Task directions:
Render each line of the material below as a string in a JSON list, skipping blank lines and leaving the pictures out.

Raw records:
◇ ◇ ◇

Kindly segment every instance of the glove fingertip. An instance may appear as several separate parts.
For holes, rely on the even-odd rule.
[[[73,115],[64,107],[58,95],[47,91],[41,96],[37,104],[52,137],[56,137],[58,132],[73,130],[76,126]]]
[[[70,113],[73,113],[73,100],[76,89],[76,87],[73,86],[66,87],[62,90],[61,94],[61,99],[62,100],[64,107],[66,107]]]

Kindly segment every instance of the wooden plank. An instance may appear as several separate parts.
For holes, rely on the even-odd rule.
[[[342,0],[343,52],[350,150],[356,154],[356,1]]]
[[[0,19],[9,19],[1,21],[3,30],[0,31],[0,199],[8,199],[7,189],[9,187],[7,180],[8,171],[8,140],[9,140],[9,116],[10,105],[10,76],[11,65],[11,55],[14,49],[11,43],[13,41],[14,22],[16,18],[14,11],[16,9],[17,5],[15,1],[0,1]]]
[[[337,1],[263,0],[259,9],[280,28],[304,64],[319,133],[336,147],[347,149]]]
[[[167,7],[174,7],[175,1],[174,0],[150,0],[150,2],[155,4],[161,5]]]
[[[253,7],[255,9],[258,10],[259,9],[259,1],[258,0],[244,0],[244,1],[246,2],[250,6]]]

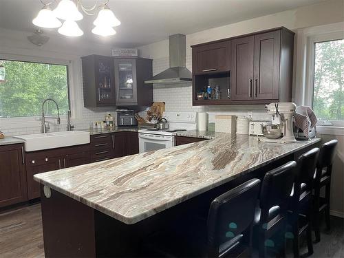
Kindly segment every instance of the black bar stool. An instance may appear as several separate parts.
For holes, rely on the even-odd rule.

◇ ◇ ◇

Solution to the problem:
[
  "Kindly segment every instance of the glove fingertip. An instance may appear as several separate parts.",
  "For holes, rely on the even-odd rule.",
  "[[[73,115],[64,107],[58,95],[47,91],[41,96],[37,104],[52,137],[56,137],[58,132],[73,130],[76,126]]]",
  "[[[70,113],[73,113],[73,100],[76,89],[76,87],[73,86],[66,87],[62,90],[61,94],[61,99],[62,100],[64,107],[66,107]]]",
  "Kindly segment every instance of the wooden plank. An instance may appear as several separate parts.",
  "For holes, rely on the even-odd rule.",
  "[[[342,0],[343,52],[350,150],[356,154],[356,1]]]",
  "[[[0,19],[9,19],[1,21],[3,30],[0,31],[0,199],[8,199],[7,189],[9,187],[7,180],[8,171],[8,140],[9,140],[9,116],[10,105],[10,76],[11,65],[11,55],[14,49],[11,43],[13,41],[14,22],[16,18],[14,11],[16,9],[17,5],[15,1],[0,1]]]",
  "[[[337,1],[263,0],[259,9],[280,28],[304,64],[319,133],[336,147],[347,149]]]",
  "[[[167,7],[174,7],[175,1],[174,0],[150,0],[150,2],[155,4],[161,5]]]",
  "[[[253,7],[255,9],[258,10],[259,9],[259,1],[258,0],[244,0],[244,1],[246,2],[250,6]]]",
  "Kindly segment every instance of the black bar stool. An instance may appear as several separate parts.",
  "For holes, rely on the even-odd rule."
]